# Task details:
Emit the line that holds "Target: trimmed shrub" and all lines following it through the end of the data, verbatim, and nothing else.

# Materials provided:
— start —

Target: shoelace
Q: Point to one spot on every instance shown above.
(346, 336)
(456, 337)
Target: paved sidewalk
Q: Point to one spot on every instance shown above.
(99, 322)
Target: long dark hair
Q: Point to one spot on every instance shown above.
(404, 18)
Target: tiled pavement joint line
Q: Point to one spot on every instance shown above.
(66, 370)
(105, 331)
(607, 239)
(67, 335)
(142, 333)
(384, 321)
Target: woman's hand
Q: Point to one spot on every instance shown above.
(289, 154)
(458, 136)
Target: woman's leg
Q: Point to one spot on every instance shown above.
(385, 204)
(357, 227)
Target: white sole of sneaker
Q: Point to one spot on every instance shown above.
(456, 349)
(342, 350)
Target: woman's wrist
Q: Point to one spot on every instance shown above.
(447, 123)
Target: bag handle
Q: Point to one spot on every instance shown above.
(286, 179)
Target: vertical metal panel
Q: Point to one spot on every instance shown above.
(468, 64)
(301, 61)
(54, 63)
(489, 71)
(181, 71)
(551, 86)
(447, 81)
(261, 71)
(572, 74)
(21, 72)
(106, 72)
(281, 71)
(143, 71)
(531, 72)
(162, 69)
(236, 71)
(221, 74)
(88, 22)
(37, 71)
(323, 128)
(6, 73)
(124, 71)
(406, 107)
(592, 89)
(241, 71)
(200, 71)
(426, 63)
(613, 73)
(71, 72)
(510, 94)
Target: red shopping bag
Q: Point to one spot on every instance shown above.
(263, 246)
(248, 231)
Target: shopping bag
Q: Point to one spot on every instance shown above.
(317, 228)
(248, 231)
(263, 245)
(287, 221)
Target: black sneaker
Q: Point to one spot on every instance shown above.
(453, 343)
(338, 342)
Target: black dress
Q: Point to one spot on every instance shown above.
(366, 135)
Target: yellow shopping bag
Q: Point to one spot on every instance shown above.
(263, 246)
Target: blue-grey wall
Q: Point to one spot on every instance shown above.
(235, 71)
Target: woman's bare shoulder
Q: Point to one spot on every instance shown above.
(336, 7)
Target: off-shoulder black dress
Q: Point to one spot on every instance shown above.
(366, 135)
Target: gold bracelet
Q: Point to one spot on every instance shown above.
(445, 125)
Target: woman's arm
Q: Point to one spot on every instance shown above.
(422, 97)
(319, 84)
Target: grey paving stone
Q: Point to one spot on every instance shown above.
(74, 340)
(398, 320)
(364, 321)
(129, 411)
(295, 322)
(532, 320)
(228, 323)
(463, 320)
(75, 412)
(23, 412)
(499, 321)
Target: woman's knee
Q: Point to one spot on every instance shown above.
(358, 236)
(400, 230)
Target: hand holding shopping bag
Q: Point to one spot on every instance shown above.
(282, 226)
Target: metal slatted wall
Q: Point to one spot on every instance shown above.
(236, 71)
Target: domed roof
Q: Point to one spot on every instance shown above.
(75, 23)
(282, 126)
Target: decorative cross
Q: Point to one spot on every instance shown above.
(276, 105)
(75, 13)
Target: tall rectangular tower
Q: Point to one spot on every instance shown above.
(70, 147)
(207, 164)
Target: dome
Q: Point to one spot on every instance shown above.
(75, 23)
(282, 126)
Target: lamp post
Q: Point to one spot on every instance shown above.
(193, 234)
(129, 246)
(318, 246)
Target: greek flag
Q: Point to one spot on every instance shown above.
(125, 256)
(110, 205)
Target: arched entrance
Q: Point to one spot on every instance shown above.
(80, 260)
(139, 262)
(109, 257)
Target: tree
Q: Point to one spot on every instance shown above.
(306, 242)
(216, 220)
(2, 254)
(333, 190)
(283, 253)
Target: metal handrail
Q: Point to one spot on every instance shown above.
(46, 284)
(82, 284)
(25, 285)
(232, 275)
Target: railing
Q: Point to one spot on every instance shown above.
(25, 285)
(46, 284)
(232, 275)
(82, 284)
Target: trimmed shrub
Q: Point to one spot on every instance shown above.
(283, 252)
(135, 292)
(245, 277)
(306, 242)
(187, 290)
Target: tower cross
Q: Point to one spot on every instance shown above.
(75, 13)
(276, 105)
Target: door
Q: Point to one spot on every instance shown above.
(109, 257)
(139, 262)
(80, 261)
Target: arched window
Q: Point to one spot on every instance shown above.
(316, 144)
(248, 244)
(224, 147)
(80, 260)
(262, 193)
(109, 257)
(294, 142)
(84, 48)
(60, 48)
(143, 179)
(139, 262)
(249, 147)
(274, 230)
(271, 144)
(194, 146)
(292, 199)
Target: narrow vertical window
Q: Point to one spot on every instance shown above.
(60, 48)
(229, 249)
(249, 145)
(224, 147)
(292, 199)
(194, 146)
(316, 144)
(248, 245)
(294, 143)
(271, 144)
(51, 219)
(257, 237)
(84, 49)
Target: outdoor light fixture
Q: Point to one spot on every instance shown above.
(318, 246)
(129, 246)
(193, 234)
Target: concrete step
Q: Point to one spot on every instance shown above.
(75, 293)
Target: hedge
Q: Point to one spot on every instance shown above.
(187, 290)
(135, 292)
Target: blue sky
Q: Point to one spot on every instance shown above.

— end —

# Solution for this exercise:
Target: trimmed shrub
Q: Point to one spot on every instance shown above.
(283, 252)
(135, 292)
(245, 277)
(306, 242)
(187, 290)
Target: tower cross
Q: Point to one spot on every instance shown above.
(75, 13)
(276, 105)
Target: door
Q: Point to one spot on every instance shown above.
(109, 257)
(139, 262)
(80, 261)
Target: arched window
Q: Point to one spot on every instance shown above.
(316, 144)
(248, 244)
(224, 147)
(80, 260)
(262, 193)
(109, 257)
(294, 142)
(84, 48)
(60, 48)
(143, 179)
(139, 262)
(249, 147)
(274, 230)
(271, 144)
(194, 146)
(292, 199)
Target: narrow vertical window
Q: Point to one spot on every instance shown above.
(60, 48)
(229, 249)
(249, 145)
(224, 147)
(292, 199)
(194, 146)
(316, 144)
(248, 245)
(294, 143)
(271, 144)
(51, 219)
(257, 237)
(84, 49)
Target: outdoor light fixture
Q: Point to one spot on every instance shown above.
(318, 246)
(129, 246)
(193, 234)
Target: concrete step
Q: Point to one spot on every instance shown above.
(75, 293)
Target: hedge
Q: Point to one spot on every instance shown above.
(187, 290)
(135, 292)
Target: blue sky
Q: Point to one spot on every instance shown above.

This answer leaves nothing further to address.